*THE PROBLEM*. Every entry that follows is to be set down exactly, with its pictures omitted.

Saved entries
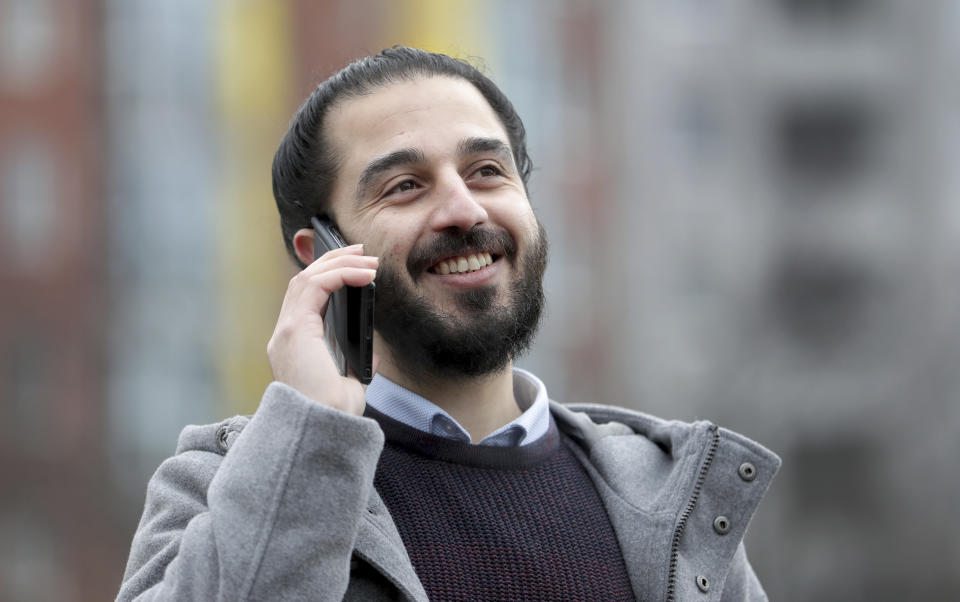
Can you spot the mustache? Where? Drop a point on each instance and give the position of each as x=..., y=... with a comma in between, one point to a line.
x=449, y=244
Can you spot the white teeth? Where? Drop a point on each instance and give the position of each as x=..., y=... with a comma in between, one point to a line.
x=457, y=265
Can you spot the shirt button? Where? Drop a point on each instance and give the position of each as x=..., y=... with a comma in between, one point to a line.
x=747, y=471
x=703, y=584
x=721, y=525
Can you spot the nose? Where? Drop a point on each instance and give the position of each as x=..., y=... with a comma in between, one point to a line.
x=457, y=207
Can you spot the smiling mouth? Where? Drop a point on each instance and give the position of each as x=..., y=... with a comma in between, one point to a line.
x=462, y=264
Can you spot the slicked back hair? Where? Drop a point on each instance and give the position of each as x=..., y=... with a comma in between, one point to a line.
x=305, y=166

*RESPONSE TO THIS TASK*.
Can you spot the mustache? Where? Drop a point on each instance and give the position of each as x=..., y=... with a comma in between, one point to a line.
x=449, y=244
Can you spot the white teeth? Where? Drop a point on each instance and give the position of each as x=..., y=... with a comma in between, one point to a line.
x=457, y=265
Can you spot the shirt button? Where? Drop a point on each instance and give the position of each as x=..., y=... with a comma in between, one point to a line.
x=747, y=471
x=703, y=584
x=721, y=525
Can you spot the nose? Where? Drop a point on each instance and give the position of each as x=..., y=... with a comma in between, one point to a line.
x=457, y=207
Can you spot the smiling mouth? Where? Drop a point on each instance and give the position of each as x=..., y=... with a comma in between, one point to a line.
x=462, y=264
Can you spot the slicked back hair? Where? Drop a point on each instance and give the position of each as x=..., y=... with a comma in between, one point to a line.
x=305, y=166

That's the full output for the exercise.